* Task brief
In the listing below, how many lines hold the string "stage"? Reply with the number and nothing else.

* Data extract
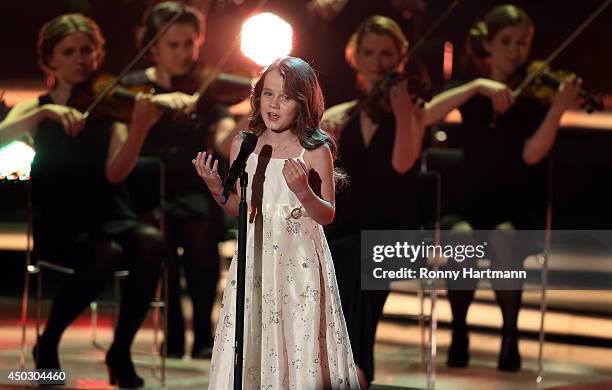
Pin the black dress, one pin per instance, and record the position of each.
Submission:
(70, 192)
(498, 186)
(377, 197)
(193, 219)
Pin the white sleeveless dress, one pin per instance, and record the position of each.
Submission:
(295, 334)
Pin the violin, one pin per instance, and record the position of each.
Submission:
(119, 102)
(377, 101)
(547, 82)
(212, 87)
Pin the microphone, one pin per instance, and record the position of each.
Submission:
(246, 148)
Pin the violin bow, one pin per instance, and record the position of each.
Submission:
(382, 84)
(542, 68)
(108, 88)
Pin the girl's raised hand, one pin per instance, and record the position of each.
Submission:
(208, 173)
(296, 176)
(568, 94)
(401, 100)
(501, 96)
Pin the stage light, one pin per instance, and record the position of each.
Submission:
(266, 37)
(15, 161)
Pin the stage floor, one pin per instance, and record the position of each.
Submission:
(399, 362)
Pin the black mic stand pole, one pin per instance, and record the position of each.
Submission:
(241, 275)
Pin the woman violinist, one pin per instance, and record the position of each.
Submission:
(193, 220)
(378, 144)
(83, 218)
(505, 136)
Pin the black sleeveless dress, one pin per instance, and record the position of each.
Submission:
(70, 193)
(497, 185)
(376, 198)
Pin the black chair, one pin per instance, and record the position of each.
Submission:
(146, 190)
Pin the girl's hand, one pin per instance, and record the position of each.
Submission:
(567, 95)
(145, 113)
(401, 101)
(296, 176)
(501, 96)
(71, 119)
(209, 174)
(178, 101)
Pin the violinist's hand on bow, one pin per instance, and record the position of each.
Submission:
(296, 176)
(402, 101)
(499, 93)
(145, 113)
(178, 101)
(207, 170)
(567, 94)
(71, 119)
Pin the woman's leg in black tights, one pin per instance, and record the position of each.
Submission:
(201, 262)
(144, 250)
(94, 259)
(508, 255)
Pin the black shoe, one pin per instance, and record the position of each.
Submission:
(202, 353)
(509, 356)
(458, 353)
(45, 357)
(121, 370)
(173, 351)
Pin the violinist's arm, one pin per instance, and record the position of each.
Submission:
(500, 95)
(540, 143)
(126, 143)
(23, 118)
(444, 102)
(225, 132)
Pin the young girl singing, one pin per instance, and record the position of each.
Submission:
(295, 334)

...

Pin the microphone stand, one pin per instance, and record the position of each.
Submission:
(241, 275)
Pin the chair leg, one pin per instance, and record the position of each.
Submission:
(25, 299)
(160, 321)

---

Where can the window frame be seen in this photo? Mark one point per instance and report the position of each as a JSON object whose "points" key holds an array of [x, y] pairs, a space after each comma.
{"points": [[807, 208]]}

* Answer area
2